> [SET PROBLEM 1]
Can you reproduce the entries from their first line up to and including the line containing "[(495, 255)]", requests and all? Add 122 to every coordinate in the answers, and leave the coordinates in the requests and their samples unchanged.

> [PAGE TEXT]

::::::::

Expand Cut Tags

No cut tags
selenak: (Sternennacht - Lefaym)
[personal profile] selenak
Among of its many virtues, Manhattan has this: enough female characters so that none of them has to bear the burden of being The Girl, i.e. the sole presentative of women in the narrative, whose actions and story are therefore read as somehow standing for the writers' opinions about all women, instead of simply the story of one particular woman. Liza Winters and Abby Isaacs are two of several, and thus each of their stories can be taken on its own value.



Their stories intersect only rarely, and their personal interactions take place solely at the beginning of the season, when Liza makes an effort to be welcoming to the new couple, only for the shared dinner to end in a social disaster due to their husbands' mutual antipathy. It's perhaps telling that neither of them makes an effort to develop a relationship of their own after this; not because they can't think for themselves or have relationships their husbands disapprove of, or aren't interested in other people. The very next thing Abby does is to befriend another woman and develop an intense relationship with her. But I find it worth noting that Liza, who suffers under the reduction of her existence from acclaimed scientist in her own right to "the wife" of one, has her confidential, soul baring conversations with other (male) scientists (Glen Babbitt and Nils Bohr). I don't think Liza has a single scene with the other prominent female scientist in the narrative, Helen, which can't be because Helen works for her husband; so does Glen Babbitt. It's not until the very end of the season, when Liza tries to convince the civilian council that it should not just rubberstamp the military's way of ruling the camp, and pays her condolences to the just widowed Rose Akley, that we see her interact with other women in a significant way again. By which I don't mean that Liza has internalized misogyny, but that her sense of self is very much tied to being a scientist, this is constantly frustrated due to her current situation, and I wouldn't be surprised if she didn't subconsciously or consciously asociate interaction with the other women in Los Alamos with giving in and conceding. And of course there's the painful secret of her having been institutionalized in the past, which won't lose its power until she outs it to the world at the end of the season.

(Liza does interact with her female Navajo housekeeper, Paloma, and attempts to learn Spanish in order to communicate better, in marked contrast of both female and male people at Los Alamos. But the problem there is not only that this relationship, too, is burdened with secrets - since Paloma has an affair with Liza's husband -, but also that Liza, the one time she visits Paloma's house, acts so well-intentionally entitled that it has lady-of-the-manor written all over it. Paloma quits shortly after.)

::::::::

> [EXERCISE INPUTS]
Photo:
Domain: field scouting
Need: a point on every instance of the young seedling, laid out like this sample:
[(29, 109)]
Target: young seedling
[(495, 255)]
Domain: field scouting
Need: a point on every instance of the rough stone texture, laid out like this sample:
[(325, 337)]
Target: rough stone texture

::::::::

> [SET PROBLEM 2]
Would you duplicate the essay about Manhattan from "[personal profile] selenak" up to and including "its own value."?

> [CORRECT RESPONSE 1]
Photo:
Domain: field scouting
Need: a point on every instance of the young seedling, laid out like this sample:
[(29, 109)]
Target: young seedling
[(617, 377)]

> [CORRECT RESPONSE 2]
[personal profile] selenak
Among of its many virtues, Manhattan has this: enough female characters so that none of them has to bear the burden of being The Girl, i.e. the sole presentative of women in the narrative, whose actions and story are therefore read as somehow standing for the writers' opinions about all women, instead of simply the story of one particular woman. Liza Winters and Abby Isaacs are two of several, and thus each of their stories can be taken on its own value.